- [Textauszug]
------------------------------------------------------------
Dass diese Minderheit, der in Europa an die 20 Millionen Menschen angehören, in etlichen Ländern noch immer Diskriminierungen ausgesetzt ist, belegen etwa Studien der Europäischen Kommission gegen Rassismus und Intoleranz. In Ländern, wo die Arbeitslosenrate sowieso hoch ist - wie in Serbien -, sind die Jobaussichten von Roma noch schlechter als die anderer Einwohner. Benachteiligungen gibt es auch im Bildungs- und Wohnbereich.
Die EU-Kommission drängt daher die Mitglied-, aber auch die Kandidatenstaaten dazu, nationale Strategien zur Aufwertung der Lebenssituation von Roma und Sinti zu entwickeln und umzusetzen. Doch musste sie vor kurzem feststellen, dass es kaum Fortschritte gibt - auch wenn die rechtlichen Regelungen mittlerweile stark verbessert wurden.
Die jüngste Debatte um Visa und Asyl fällt mit einer anderen zusammen: Die EU-Staaten mühen sich derzeit, ein gemeinsames Asylsystem zu etablieren. Auf Teile davon haben sie sich bereits verständigt, wie etwa Regeln zur Aufnahme. Österreich war dabei unter anderem wichtig, dass die Beschränkungen für Asylwerber auf dem Arbeitsmarkt bestehen bleiben. Andere Bestimmungen, etwa zu Asylverfahren, müssen allerdings noch festgelegt werden. Bis Jahresende soll es zumindest eine politische Einigung geben.
------------------------------------------------------------
Auszüge aus einem Datensatz zur Punktbeschriftung:

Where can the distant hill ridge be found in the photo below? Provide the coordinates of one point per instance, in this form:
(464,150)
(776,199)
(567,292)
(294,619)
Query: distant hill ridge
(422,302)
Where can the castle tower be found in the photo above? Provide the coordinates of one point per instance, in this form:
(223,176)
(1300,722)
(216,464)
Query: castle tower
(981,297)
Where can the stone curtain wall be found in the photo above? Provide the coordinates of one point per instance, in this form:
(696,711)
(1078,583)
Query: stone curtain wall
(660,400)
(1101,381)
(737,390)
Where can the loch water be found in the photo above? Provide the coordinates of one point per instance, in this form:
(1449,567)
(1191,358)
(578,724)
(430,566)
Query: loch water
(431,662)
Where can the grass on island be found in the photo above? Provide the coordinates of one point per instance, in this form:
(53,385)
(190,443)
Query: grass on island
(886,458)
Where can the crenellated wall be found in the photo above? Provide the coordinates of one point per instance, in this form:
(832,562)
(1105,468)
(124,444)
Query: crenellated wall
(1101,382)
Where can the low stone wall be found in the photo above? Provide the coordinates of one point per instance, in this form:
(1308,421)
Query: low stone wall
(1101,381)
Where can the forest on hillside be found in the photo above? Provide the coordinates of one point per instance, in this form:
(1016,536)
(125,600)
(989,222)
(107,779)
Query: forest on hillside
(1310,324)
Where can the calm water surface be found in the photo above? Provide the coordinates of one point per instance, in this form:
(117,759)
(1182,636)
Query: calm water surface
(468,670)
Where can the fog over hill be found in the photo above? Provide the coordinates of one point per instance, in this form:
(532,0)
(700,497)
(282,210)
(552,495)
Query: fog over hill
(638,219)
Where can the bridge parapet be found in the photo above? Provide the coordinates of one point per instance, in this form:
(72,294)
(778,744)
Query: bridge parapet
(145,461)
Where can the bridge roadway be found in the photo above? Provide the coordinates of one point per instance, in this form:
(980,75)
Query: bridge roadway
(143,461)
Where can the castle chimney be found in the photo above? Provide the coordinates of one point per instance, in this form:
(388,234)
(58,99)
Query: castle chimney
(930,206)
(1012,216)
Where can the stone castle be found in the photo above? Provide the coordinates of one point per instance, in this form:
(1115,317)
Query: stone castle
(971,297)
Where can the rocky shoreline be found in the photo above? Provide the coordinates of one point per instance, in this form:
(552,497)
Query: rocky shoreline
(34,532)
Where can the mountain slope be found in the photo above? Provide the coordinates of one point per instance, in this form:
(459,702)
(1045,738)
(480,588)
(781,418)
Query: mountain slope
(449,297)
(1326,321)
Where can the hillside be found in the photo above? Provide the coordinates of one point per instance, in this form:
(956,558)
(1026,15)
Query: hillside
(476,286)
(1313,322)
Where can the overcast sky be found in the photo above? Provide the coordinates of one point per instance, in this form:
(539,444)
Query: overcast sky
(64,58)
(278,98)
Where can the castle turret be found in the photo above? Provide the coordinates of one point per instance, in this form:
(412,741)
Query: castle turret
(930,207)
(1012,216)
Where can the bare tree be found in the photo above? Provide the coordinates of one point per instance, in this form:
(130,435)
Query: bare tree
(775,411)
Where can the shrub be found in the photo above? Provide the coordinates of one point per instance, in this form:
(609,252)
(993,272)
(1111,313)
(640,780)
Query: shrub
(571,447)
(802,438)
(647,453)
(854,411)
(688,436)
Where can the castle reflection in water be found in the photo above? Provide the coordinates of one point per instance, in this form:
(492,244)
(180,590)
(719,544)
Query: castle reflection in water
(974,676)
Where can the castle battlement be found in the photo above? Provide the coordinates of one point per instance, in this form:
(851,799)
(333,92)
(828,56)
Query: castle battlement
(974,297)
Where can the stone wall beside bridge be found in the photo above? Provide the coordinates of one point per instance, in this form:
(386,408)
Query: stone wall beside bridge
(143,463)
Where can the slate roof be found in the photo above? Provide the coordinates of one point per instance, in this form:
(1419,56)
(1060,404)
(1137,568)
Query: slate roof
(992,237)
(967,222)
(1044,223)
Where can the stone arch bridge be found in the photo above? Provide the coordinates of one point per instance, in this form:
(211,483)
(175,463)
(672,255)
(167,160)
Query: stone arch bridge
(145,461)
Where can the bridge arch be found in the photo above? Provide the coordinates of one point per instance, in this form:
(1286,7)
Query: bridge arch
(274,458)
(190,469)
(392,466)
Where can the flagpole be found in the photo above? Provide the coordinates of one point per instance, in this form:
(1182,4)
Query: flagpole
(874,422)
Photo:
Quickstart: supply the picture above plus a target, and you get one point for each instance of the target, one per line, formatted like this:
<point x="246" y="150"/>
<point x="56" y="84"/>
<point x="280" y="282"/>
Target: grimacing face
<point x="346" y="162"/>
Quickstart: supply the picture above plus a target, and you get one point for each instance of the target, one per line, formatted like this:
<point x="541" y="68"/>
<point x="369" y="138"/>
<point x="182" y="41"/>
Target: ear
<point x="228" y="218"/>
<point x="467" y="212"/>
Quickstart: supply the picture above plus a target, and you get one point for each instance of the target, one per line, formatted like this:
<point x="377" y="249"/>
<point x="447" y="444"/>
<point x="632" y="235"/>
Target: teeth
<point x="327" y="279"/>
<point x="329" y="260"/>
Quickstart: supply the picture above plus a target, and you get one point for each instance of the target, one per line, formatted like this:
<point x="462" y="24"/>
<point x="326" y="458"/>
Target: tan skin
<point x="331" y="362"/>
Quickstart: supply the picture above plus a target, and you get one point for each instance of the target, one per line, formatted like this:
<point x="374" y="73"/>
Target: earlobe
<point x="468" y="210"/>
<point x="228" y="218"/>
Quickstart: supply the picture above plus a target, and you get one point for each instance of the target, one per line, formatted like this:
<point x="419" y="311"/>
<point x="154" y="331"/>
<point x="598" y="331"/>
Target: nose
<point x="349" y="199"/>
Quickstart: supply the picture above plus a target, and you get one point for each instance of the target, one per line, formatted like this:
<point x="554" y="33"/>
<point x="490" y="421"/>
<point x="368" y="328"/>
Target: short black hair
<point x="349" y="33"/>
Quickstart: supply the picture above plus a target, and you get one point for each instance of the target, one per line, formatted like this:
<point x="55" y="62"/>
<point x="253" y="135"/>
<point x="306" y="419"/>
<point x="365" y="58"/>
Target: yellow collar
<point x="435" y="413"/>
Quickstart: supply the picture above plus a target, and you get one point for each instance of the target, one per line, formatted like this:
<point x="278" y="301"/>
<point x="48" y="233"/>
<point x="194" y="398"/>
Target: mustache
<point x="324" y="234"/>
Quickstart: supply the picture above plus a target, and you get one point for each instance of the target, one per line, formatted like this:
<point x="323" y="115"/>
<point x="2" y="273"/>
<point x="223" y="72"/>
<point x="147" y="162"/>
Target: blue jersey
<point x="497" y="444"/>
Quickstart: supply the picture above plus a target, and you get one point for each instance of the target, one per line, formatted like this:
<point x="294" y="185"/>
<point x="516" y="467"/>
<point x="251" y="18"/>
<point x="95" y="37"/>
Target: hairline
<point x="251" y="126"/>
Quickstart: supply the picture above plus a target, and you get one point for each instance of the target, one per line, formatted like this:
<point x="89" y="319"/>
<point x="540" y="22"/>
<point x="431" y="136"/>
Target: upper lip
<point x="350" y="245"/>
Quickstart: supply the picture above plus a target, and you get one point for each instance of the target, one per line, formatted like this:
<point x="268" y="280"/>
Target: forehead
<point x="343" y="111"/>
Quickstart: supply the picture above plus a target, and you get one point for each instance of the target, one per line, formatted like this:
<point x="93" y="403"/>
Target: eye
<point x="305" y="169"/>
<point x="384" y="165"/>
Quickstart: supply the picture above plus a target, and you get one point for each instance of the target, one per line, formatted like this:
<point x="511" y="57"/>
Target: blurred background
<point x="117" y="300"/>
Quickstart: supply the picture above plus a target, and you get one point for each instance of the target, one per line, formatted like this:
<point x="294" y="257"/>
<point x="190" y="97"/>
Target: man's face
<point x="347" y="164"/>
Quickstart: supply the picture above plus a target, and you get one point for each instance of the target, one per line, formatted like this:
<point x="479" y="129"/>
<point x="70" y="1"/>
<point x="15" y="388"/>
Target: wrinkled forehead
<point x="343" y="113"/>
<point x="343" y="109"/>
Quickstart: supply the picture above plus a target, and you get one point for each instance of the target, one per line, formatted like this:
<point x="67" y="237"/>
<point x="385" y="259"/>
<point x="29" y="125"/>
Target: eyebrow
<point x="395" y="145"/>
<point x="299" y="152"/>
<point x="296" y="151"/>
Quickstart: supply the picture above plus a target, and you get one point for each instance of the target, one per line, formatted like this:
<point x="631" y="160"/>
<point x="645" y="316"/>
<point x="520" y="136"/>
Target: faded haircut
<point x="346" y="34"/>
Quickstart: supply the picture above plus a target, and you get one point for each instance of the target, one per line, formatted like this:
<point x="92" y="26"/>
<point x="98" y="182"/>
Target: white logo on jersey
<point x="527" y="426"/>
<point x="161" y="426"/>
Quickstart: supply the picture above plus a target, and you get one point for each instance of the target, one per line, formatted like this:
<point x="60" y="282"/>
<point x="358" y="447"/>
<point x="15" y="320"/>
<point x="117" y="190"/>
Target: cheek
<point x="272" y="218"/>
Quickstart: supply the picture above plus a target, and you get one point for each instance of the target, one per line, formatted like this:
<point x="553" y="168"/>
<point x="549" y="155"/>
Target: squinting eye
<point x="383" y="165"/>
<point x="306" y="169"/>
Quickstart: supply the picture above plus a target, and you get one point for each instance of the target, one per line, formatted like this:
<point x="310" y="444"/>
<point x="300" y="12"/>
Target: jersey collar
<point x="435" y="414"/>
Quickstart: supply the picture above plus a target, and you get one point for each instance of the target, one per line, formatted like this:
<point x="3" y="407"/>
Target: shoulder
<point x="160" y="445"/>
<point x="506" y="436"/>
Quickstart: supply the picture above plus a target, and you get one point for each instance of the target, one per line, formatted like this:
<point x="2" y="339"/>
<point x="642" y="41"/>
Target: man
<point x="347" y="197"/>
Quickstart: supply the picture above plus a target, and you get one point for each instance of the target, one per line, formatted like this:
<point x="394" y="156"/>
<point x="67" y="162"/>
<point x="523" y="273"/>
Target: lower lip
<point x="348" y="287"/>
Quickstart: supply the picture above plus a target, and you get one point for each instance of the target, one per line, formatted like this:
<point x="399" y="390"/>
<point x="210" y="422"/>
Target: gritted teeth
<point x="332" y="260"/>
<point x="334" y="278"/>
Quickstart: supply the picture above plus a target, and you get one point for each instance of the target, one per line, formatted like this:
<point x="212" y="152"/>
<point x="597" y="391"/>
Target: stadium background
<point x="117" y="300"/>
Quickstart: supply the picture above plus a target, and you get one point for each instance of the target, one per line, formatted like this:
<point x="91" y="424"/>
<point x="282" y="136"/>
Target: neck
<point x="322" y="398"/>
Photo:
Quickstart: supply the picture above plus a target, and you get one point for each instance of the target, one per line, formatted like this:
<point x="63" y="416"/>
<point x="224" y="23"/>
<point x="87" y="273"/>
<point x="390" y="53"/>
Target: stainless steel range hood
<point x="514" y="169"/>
------------------------------------------------------------
- [Gewünschtes Ergebnis]
Worauf legte Österreich laut dem Textauszug bei der Einigung auf Teile des gemeinsamen Asylsystems unter anderem Wert? Bitte antworte in einem Satz. Das Material steht für sich und hat mit dem Textauszug nichts zu tun.

- [Vollständige Antwort]
Österreich war wichtig, dass die Beschränkungen für Asylwerber auf dem Arbeitsmarkt bestehen bleiben.